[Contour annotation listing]
....................

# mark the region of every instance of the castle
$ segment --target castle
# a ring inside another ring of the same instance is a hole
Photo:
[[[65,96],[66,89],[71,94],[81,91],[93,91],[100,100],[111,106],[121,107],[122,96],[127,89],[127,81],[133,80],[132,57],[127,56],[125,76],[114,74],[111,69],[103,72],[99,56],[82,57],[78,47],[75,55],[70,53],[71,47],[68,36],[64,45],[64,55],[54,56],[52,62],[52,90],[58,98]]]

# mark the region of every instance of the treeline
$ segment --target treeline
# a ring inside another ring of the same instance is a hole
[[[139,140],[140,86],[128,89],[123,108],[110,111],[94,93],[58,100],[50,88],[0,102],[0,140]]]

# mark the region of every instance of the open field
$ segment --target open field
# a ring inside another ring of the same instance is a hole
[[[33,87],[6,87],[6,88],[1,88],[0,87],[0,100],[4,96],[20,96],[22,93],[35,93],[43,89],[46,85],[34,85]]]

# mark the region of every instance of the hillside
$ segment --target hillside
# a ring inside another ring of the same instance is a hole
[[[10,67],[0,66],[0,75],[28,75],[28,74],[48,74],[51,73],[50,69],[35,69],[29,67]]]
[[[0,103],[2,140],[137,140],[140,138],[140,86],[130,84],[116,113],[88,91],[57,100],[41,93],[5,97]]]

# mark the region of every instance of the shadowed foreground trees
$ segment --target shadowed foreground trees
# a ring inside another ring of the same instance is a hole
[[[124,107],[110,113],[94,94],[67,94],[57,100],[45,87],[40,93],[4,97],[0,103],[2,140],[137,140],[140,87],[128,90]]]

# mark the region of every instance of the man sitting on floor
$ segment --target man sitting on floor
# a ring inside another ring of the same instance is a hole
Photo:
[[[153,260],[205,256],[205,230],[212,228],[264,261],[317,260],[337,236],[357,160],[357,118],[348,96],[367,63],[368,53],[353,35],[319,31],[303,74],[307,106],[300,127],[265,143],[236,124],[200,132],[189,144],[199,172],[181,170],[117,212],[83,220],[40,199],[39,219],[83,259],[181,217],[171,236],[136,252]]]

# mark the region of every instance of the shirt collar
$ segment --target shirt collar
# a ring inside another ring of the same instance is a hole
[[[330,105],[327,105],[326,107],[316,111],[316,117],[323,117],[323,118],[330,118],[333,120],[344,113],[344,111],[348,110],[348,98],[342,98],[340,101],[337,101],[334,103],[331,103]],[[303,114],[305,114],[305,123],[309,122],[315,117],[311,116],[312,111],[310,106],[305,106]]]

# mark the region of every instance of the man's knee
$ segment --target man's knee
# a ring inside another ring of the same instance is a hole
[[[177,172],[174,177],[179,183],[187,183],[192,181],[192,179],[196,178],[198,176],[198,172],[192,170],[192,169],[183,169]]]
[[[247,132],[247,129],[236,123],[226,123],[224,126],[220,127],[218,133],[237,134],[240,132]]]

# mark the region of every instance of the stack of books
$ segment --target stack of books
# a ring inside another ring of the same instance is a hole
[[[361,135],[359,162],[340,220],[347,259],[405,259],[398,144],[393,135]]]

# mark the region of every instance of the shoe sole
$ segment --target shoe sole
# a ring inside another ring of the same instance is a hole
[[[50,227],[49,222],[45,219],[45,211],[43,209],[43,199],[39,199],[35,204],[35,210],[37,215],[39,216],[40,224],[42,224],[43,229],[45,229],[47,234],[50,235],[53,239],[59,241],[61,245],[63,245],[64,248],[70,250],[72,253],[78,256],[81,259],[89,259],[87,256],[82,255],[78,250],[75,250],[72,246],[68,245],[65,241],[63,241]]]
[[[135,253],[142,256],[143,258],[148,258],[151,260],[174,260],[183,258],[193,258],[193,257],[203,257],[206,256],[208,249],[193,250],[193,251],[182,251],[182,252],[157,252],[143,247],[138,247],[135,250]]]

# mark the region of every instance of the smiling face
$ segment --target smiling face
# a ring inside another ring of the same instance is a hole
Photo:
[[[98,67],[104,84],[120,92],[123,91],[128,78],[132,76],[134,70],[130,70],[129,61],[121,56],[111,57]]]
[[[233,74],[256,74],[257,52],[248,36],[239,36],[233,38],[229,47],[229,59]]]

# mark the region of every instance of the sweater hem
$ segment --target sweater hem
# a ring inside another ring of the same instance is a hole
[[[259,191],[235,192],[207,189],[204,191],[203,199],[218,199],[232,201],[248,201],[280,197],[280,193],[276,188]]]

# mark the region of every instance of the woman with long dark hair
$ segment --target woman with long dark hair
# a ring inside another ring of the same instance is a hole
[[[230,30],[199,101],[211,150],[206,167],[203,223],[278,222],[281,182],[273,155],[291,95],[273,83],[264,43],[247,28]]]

....................

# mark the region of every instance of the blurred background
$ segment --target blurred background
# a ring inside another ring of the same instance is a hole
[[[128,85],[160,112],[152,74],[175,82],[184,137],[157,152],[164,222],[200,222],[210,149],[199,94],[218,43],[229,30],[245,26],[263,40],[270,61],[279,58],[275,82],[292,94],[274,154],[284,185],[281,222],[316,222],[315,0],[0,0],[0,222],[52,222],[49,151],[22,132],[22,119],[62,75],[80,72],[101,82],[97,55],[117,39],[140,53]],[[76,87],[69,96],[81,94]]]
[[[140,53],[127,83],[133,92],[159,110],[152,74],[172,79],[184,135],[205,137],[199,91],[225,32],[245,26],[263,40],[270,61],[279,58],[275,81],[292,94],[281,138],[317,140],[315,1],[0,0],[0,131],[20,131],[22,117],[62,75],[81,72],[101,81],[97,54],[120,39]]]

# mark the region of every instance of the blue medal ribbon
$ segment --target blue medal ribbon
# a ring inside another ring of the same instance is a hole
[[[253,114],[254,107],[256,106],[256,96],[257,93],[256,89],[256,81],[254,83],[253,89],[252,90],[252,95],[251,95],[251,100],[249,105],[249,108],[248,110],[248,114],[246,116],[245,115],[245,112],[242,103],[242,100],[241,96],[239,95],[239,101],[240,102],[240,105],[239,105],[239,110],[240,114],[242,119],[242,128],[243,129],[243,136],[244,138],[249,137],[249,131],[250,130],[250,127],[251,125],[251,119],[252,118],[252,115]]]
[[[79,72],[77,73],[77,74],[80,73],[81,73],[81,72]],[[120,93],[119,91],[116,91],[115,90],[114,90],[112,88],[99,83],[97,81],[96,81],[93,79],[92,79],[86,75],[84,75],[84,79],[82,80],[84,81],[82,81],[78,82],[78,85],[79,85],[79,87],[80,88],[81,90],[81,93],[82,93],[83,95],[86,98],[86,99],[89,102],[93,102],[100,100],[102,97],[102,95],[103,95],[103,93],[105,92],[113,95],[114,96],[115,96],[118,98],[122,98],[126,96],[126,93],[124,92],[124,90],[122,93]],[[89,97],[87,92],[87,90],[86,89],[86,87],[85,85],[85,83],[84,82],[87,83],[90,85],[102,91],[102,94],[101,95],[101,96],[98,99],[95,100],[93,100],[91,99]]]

....................

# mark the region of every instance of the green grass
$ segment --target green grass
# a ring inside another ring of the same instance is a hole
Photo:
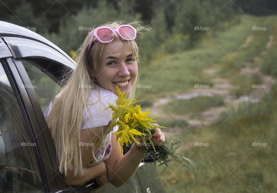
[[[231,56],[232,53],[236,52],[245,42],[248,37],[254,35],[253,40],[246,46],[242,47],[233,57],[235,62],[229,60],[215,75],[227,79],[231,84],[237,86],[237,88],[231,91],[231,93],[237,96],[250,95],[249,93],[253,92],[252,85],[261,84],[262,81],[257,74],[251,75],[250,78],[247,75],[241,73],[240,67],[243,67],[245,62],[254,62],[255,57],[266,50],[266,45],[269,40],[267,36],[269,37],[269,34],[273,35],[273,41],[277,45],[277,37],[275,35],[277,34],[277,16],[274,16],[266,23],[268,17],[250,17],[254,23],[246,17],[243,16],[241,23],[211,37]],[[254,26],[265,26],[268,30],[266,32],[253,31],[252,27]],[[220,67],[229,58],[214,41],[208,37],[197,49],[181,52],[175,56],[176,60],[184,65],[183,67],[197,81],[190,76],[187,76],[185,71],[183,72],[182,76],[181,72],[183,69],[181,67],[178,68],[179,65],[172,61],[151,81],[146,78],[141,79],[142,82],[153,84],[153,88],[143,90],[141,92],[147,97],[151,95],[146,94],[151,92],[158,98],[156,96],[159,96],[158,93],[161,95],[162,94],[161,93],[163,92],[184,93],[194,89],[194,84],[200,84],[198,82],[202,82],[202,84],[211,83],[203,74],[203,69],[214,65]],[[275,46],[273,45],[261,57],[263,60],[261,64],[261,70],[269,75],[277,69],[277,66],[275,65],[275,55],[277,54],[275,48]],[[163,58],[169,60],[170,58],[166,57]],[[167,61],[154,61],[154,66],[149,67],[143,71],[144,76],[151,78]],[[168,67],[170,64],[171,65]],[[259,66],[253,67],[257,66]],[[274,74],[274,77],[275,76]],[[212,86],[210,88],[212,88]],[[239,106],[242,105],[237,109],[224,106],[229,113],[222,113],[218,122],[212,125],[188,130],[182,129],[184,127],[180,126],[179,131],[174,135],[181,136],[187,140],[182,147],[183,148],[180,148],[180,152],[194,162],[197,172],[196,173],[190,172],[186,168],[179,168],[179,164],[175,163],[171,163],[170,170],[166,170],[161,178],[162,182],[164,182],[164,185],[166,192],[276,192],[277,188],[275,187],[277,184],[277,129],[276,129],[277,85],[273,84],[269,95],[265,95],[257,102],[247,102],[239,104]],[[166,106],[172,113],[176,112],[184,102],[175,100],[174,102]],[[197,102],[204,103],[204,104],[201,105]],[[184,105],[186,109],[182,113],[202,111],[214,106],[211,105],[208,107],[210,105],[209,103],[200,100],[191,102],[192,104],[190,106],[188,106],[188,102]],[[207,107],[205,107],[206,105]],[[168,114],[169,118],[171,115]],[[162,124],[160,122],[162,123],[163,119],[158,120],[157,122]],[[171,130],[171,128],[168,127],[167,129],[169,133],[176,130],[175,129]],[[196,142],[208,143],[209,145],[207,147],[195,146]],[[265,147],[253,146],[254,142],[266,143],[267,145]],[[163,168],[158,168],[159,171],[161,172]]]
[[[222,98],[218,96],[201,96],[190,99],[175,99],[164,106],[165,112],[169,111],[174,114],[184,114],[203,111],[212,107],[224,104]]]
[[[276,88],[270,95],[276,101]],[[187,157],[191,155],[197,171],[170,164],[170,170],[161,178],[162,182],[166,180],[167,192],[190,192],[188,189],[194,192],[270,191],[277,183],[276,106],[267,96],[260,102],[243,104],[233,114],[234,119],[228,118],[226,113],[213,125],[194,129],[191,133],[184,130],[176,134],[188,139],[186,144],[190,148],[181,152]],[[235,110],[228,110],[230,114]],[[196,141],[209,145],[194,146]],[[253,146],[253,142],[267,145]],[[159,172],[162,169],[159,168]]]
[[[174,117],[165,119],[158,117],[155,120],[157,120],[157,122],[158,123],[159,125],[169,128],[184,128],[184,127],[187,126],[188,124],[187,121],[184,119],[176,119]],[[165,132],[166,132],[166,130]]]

....................

• WRITTEN REQUEST:
Which lines of the listing contain the word "field"? Pick out each of them and copy it in full, treating uppercase and lowercase letters as different.

• RESULT:
# mark the region of every instance of the open field
$ segment --target open field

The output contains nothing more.